The lines below that include "rocky" are to be found and copied.

(Point-per-instance localization data)

╔══

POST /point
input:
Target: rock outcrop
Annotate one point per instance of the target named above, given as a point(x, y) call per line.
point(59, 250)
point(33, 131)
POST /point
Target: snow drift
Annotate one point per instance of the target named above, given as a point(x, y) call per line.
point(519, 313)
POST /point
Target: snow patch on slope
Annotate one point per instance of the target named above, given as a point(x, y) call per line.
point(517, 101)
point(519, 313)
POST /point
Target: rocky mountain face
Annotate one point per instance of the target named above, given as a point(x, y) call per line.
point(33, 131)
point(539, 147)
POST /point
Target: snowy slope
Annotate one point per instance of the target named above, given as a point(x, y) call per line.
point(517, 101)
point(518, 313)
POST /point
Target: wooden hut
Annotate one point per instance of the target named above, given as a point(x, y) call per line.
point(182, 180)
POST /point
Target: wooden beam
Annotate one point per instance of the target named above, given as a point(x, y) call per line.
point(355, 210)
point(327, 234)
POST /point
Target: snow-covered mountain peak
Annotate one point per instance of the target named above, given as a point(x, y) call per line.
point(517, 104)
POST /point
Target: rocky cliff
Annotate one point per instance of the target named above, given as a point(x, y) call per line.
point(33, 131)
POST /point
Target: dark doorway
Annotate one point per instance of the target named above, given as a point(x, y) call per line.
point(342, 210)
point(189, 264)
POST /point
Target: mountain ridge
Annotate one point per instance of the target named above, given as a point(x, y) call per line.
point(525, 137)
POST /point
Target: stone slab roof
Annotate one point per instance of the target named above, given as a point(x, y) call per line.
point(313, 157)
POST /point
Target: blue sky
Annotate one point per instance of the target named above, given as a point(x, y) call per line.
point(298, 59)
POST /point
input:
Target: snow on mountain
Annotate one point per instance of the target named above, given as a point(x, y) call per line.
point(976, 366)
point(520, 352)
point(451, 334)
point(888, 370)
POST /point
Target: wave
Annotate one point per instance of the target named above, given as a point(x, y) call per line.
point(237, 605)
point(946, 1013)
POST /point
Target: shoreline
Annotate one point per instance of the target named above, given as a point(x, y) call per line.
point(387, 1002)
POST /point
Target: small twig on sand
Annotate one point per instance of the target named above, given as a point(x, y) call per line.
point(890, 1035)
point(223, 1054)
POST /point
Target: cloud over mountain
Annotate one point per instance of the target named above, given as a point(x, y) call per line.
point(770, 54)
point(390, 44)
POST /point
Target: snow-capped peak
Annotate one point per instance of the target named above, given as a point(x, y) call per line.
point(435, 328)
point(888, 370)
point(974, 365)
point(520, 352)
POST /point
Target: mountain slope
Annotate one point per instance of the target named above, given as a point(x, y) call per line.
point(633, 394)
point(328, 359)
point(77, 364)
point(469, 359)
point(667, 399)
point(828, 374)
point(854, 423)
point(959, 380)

╚══

### Result of this task
Target: rocky mountain face
Target: rocky cliff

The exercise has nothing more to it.